• _Istruzioni di lavoro_
1. Cita dal brano sul riciclo tessile tutto il testo compreso tra “Fra cassonetto e” e “blu di pizzo.”, estremi inclusi.
2. Rispondi alle seguenti domande sul brano sul riciclo tessile:
(a) Quante persone lavorano nell'impianto di Rho?
(b) In quale centro commerciale si trova il negozio Share in cui è appeso l'abito?
(c) Con quale sostanza viene igienizzato l'abito nel tubo grigio sigillato?
3. Riscrivi come elenco puntato il paragrafo del brano sul riciclo tessile che inizia con “L’abito blu di pizzo deve essere stato infilato”, conservandone i fatti principali.

Fra cassonetto e shop, 145 vite

di Daria Capitani

Una nostra giornalista ha percorso il viaggio a ritroso di un vestito di pizzo blu di seconda mano, dal negozio Share di Nichelino (To) fino al Textile Hub di Rho (Mi). Qui ha scoperto il più grande impianto di riciclo tessile del Nord: 12 mila metri quadrati. Ci lavorano appunto 145 persone, per i tre quarti fragili, addetti di "Vesti Solidale", cooperativa della Caritas Ambrosiana. Un impianto da 8 milioni, nato da una filiera di investitori sociali, che recupera e porta sul mercato il 60% dei capi raccolti

Un abito blu di pizzo.

Di quelli da indossare in un’occasione speciale. È appeso dietro il bancone di un negozio al centro commerciale “I Viali” di Nichelino, cintura di Torino. L’etichetta verde ha il logo di Share. Si porta dentro una storia, e le vite, di chi se ne è preso cura fino a qui. Per raccontarla bisogna raggiungere Rho, nell’hinterland milanese, un capannone bianco e marrone con una scritta rossa, Vesti Solidale. In quel nome c’è l’essenza di una cooperativa che ha saputo coniugare la vocazione sociale e lo sguardo imprenditoriale, l’etica della sostenibilità ambientale e la cultura del riuso.

Dentro il più grande Textile Hub del Nord Italia

Siamo nel più grande impianto di riciclo tessile del Nord Italia. L’ingresso principale rivela una hall inaugurata da poco, immacolata e ancora spoglia (l’evento di apertura risale a poco più di un mese fa).

La giornata è uggiosa, ma la percezione all’interno è di una certa luminosità. Gli uffici sono accesi, l’impianto in movimento. Sul retro, i cassonetti gialli che chi vive delle Diocesi di Milano, Brescia e Bergamo conosce bene, con i marchi di Caritas e Rete Riuse (Raccolta Indumenti Usati Solidale ed Etica).

L’abito blu di pizzo deve essere stato infilato in uno di questi: chissà se in un sacchetto sigillato come consigliano le buone pratiche riportate sul retro o se ci hanno dovuto pensare gli operatori che ogni settimana si occupano di svuotarne il contenuto. Quel che è certo è che un camion addetto alla raccolta l’ha portato fino a qui, al Textile Hub della cooperativa “Vesti Solidale”. Su un nastro trasportatore ha raggiunto la fase di primissima selezione, durante la quale vengono separati gli abiti dalle scarpe. Inserito in un tubo grigio sigillato, ha superato l’igienizzazione a ozono. Ha continuato il suo viaggio, sotto gli occhi attenti e le mani operose dei dipendenti che suddividono e classificano i vestiti: bambino, coperte, piumoni, capispalla, donna, uomo. Una scelta veloce, questione di secondi, e ogni capo raggiunge, tramite una botola, un piccolo bancone da lavoro.

• _Righe di dati_
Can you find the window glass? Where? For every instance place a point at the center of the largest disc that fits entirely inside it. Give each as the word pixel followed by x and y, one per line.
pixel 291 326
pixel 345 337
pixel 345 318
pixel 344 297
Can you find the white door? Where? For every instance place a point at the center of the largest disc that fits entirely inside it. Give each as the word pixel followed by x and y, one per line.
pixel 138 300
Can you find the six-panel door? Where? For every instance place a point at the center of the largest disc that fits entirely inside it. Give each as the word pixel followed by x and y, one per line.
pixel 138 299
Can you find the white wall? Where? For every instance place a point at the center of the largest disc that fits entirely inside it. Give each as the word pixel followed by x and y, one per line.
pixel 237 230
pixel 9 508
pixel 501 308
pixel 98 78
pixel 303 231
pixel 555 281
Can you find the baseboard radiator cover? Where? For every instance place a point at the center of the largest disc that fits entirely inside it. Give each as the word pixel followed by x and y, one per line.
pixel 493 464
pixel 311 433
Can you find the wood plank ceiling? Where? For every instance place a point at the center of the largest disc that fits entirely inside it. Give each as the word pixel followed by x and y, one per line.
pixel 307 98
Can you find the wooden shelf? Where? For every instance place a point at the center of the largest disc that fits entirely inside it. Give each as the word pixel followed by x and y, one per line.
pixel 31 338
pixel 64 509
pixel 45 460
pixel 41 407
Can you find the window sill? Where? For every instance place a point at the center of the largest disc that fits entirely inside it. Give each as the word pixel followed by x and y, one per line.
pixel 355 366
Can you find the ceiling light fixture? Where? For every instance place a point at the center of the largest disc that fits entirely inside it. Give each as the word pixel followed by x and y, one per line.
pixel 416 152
* * *
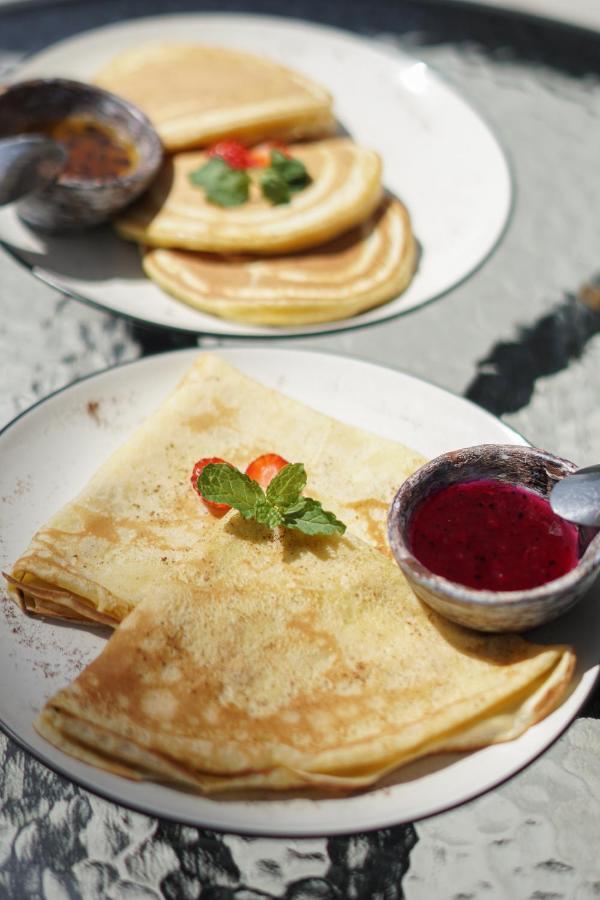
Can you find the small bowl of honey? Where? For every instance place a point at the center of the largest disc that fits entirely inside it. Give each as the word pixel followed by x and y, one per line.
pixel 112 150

• _Soluzioni_
1.
Fra cassonetto e shop, 145 vite

di Daria Capitani

Una nostra giornalista ha percorso il viaggio a ritroso di un vestito di pizzo blu di seconda mano, dal negozio Share di Nichelino (To) fino al Textile Hub di Rho (Mi). Qui ha scoperto il più grande impianto di riciclo tessile del Nord: 12 mila metri quadrati. Ci lavorano appunto 145 persone, per i tre quarti fragili, addetti di "Vesti Solidale", cooperativa della Caritas Ambrosiana. Un impianto da 8 milioni, nato da una filiera di investitori sociali, che recupera e porta sul mercato il 60% dei capi raccolti

Un abito blu di pizzo.

2.
(a) Vi lavorano 145 persone.
(b) Si trova nel centro commerciale “I Viali” di Nichelino.
(c) Viene igienizzato con l'ozono.

3.
- L'abito è stato messo in uno dei cassonetti gialli. Non si sa se fosse in un sacchetto sigillato, come consigliano le buone pratiche, o se ci abbiano pensato gli operatori che svuotano i cassonetti ogni settimana.
- Un camion della raccolta lo ha portato al Textile Hub della cooperativa “Vesti Solidale”.
- Su un nastro trasportatore è arrivato alla primissima selezione, in cui gli abiti vengono separati dalle scarpe.
- Dentro un tubo grigio sigillato è passato attraverso l'igienizzazione a ozono.
- I dipendenti hanno suddiviso e classificato i vestiti nelle categorie bambino, coperte, piumoni, capispalla, donna e uomo.
- Dopo una scelta di pochi secondi, ogni capo raggiunge un piccolo bancone da lavoro attraverso una botola.